◆ **Énoncé écrit a**
Extrayez du listing ci-dessous toutes les lignes contenant la chaîne « trace », en respectant la casse.

◆ **Extrait à lire**
########################################
Alors que le principe de l’universalité des allocations familiales est remis en cause, Mgr Podvin estime “qu’on ne prend pas les choses par le bon bout”.
Les députés socialistes comme le Premier Ministre se réjouissent d’avoir décidé le 16 octobre de moduler les allocations familiales versées à partir du deuxième enfant en fonction des revenus, et ce à compter de 2015. Avec cette décision, les allocations de base seront divisées par deux à partir de 6000 euros de revenus pour le foyer, et par quatre à partir de 8000 euros. Il y a à peine quelques jours de cela, François Hollande repoussait encore l’idée… Mais il semble donc que ce ne soit plus à l’Elysée que le pouvoir réside.
Politique familiale ou comptable?
########################################
◆ **Énoncé écrit b**
D'après le texte sur les allocations familiales, à partir de quel niveau de revenus du foyer les allocations de base seront-elles divisées par quatre ?

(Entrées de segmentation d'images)
########################################
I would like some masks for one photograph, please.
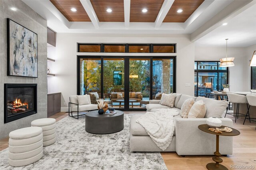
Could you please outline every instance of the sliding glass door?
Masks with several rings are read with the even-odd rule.
[[[78,56],[78,95],[109,107],[145,110],[158,93],[175,92],[175,57]]]

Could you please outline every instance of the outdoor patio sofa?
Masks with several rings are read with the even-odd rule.
[[[122,93],[122,99],[118,99],[117,93]],[[136,100],[137,102],[142,99],[143,96],[141,92],[129,92],[129,99]],[[110,99],[113,102],[116,102],[117,100],[123,99],[124,98],[124,92],[112,92],[110,95]]]
[[[216,135],[199,130],[198,125],[206,124],[207,118],[220,118],[222,125],[233,127],[232,120],[221,118],[228,105],[225,101],[216,100],[202,97],[194,97],[176,94],[173,109],[180,111],[186,99],[192,97],[196,101],[202,100],[206,107],[204,118],[182,118],[180,115],[174,117],[175,128],[169,146],[164,152],[176,152],[179,155],[212,155],[215,151]],[[170,108],[159,104],[159,100],[151,100],[146,105],[148,111],[154,112],[157,109]],[[130,125],[130,144],[131,152],[163,152],[151,139],[145,128],[136,120],[141,115],[133,115]],[[220,152],[223,155],[233,152],[233,137],[220,136]]]

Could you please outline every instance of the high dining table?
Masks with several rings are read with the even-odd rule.
[[[221,93],[222,93],[221,92],[218,93],[212,93],[213,94],[214,94],[214,95],[221,95]],[[246,96],[248,95],[256,95],[256,93],[252,93],[251,92],[248,92],[248,91],[230,91],[228,93],[233,93],[237,94],[238,95],[244,95]],[[223,93],[222,95],[227,95],[226,93]],[[217,99],[218,98],[215,98],[215,99]],[[237,103],[232,103],[232,107],[233,110],[234,111],[236,110],[236,108],[237,107]],[[246,115],[247,113],[247,106],[246,104],[242,104],[240,103],[239,105],[239,112],[240,113],[242,113],[243,114]],[[255,106],[251,106],[249,111],[250,113],[250,116],[251,117],[256,117],[256,107]],[[249,122],[249,121],[246,121],[246,122],[247,122],[247,121]]]

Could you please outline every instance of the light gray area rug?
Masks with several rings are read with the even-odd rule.
[[[84,116],[79,120],[65,118],[56,122],[57,141],[44,147],[42,159],[27,166],[14,168],[9,165],[7,148],[0,152],[0,169],[167,170],[160,152],[131,152],[131,116],[124,115],[122,130],[104,135],[86,132]]]

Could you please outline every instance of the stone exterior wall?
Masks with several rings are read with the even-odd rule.
[[[162,77],[163,79],[161,87],[161,92],[170,93],[171,91],[170,60],[163,59],[162,64]]]
[[[15,8],[17,10],[11,9]],[[38,78],[8,76],[6,18],[38,35]],[[29,127],[34,120],[47,117],[47,22],[22,1],[0,0],[0,138],[10,132]],[[4,123],[4,84],[37,83],[37,113]]]

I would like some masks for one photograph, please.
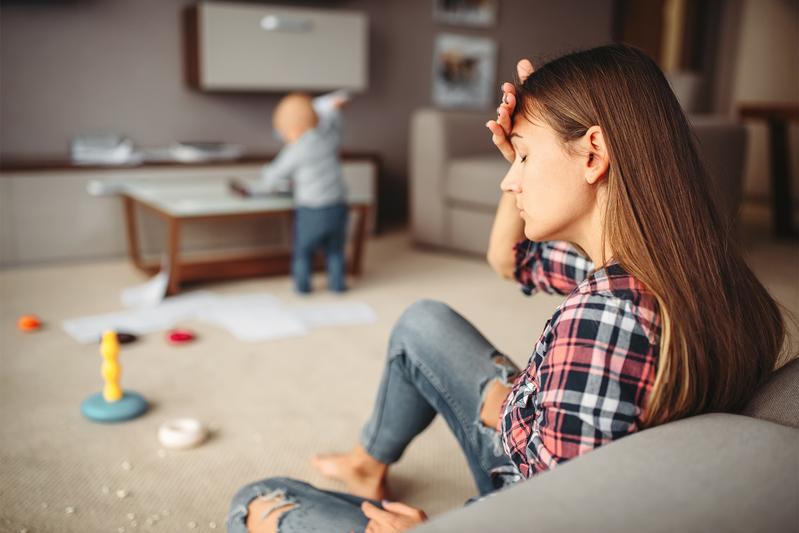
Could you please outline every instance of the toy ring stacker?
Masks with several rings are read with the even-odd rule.
[[[185,450],[202,443],[207,436],[205,427],[194,418],[167,420],[158,428],[158,440],[164,448]]]

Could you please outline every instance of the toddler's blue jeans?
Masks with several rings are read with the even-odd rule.
[[[311,292],[313,256],[325,254],[327,286],[331,291],[347,290],[346,257],[347,214],[344,203],[327,207],[298,207],[294,211],[294,252],[291,273],[297,292]]]
[[[477,489],[487,494],[494,489],[489,472],[508,467],[510,460],[499,432],[480,420],[483,395],[490,383],[509,385],[518,372],[458,313],[440,302],[418,301],[391,333],[385,370],[361,445],[378,461],[394,463],[440,414],[466,455]],[[273,477],[239,490],[228,516],[229,532],[247,531],[248,506],[258,497],[277,499],[277,506],[295,505],[280,517],[279,533],[362,532],[368,523],[360,509],[364,498]]]

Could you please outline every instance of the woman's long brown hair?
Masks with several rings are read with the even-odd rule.
[[[551,61],[516,85],[517,115],[543,120],[566,148],[591,126],[602,129],[610,156],[603,239],[660,307],[644,426],[742,409],[775,367],[783,318],[743,259],[733,217],[713,200],[661,70],[642,51],[611,45]]]

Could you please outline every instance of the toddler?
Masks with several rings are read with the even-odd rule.
[[[300,293],[311,291],[313,255],[319,249],[325,253],[330,290],[347,289],[347,189],[338,156],[340,109],[346,102],[343,91],[315,99],[301,93],[285,96],[272,116],[284,147],[264,166],[259,181],[231,183],[245,195],[292,191],[296,209],[291,270]]]

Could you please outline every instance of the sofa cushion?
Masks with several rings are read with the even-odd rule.
[[[501,196],[499,183],[507,171],[508,163],[499,155],[452,159],[444,184],[446,199],[493,213]]]
[[[712,413],[634,433],[414,532],[783,533],[799,430]]]
[[[743,414],[799,428],[799,359],[774,372]]]

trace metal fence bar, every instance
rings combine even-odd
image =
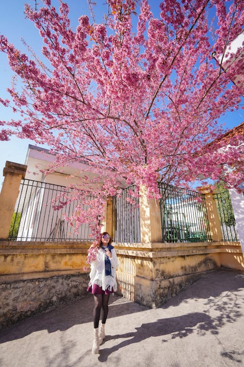
[[[134,185],[123,189],[113,200],[113,240],[114,242],[140,242],[141,231],[139,198],[133,198],[130,190]],[[135,204],[128,201],[132,199]]]
[[[229,191],[226,190],[213,194],[216,202],[222,232],[223,241],[239,241]]]
[[[211,241],[204,195],[159,183],[164,242]]]
[[[64,214],[74,212],[77,200],[64,203],[72,195],[73,189],[64,186],[25,179],[21,181],[15,206],[9,240],[14,241],[92,241],[87,223],[83,223],[75,232],[74,227],[64,221]],[[84,200],[92,199],[92,195]],[[61,208],[54,210],[53,202]],[[86,204],[83,208],[88,207]]]

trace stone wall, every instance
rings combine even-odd
[[[77,274],[0,283],[0,328],[87,295],[87,275]]]

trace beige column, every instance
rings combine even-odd
[[[20,185],[24,179],[27,166],[6,161],[5,176],[0,194],[0,239],[7,239],[17,200]]]
[[[148,199],[147,189],[140,189],[141,242],[142,243],[162,242],[161,214],[159,200]]]
[[[107,198],[105,230],[109,233],[110,236],[113,235],[113,198],[112,196],[108,196]]]
[[[213,196],[214,193],[210,192],[210,188],[208,186],[201,187],[199,189],[199,191],[203,194],[205,197],[211,238],[212,241],[221,241],[223,235],[216,202]]]

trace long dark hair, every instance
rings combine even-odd
[[[100,240],[100,242],[99,243],[99,245],[100,245],[99,247],[101,247],[102,246],[102,237],[104,234],[108,234],[108,235],[110,236],[110,238],[109,238],[109,242],[108,243],[108,245],[110,245],[111,244],[111,243],[112,243],[112,237],[110,236],[110,235],[109,234],[109,233],[108,232],[102,232],[102,233],[101,233],[101,239]]]

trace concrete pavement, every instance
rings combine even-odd
[[[156,309],[111,296],[96,355],[93,305],[89,295],[0,331],[0,366],[244,366],[244,273],[205,274]]]

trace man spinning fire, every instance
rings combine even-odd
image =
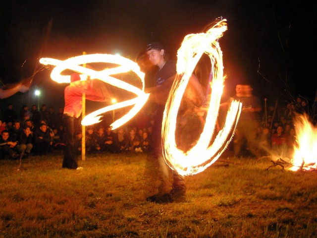
[[[176,74],[176,62],[168,60],[164,47],[158,42],[148,45],[146,54],[152,63],[158,68],[154,76],[155,86],[150,89],[150,100],[156,107],[155,124],[152,132],[152,147],[147,158],[144,172],[144,193],[146,200],[164,203],[185,199],[186,187],[183,177],[171,170],[164,161],[162,154],[161,129],[165,105]],[[197,79],[192,76],[189,88],[191,95],[201,105],[206,102]]]

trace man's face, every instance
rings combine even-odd
[[[30,129],[30,127],[26,127],[24,129],[24,133],[26,135],[29,135],[31,134],[31,129]]]
[[[17,130],[18,130],[19,129],[20,129],[20,126],[21,125],[20,124],[20,122],[15,122],[14,123],[14,127],[15,127],[15,129],[16,129]]]
[[[40,129],[41,129],[41,130],[42,130],[43,132],[46,132],[47,128],[48,127],[46,125],[43,125],[40,127]]]
[[[158,64],[163,59],[163,54],[164,50],[158,51],[153,49],[147,52],[147,55],[149,56],[150,61],[155,65]]]
[[[9,138],[9,132],[3,132],[1,134],[1,136],[2,140],[6,140]]]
########################################
◆ **Résultat a**
trace metal fence bar, every instance
trace stone wall, every instance
trace beige column, every instance
trace long dark hair, every instance
trace concrete pavement, every instance
trace man spinning fire, every instance
trace man's face, every instance

◆ **Résultat b**
À partir de 8000 euros de revenus pour le foyer.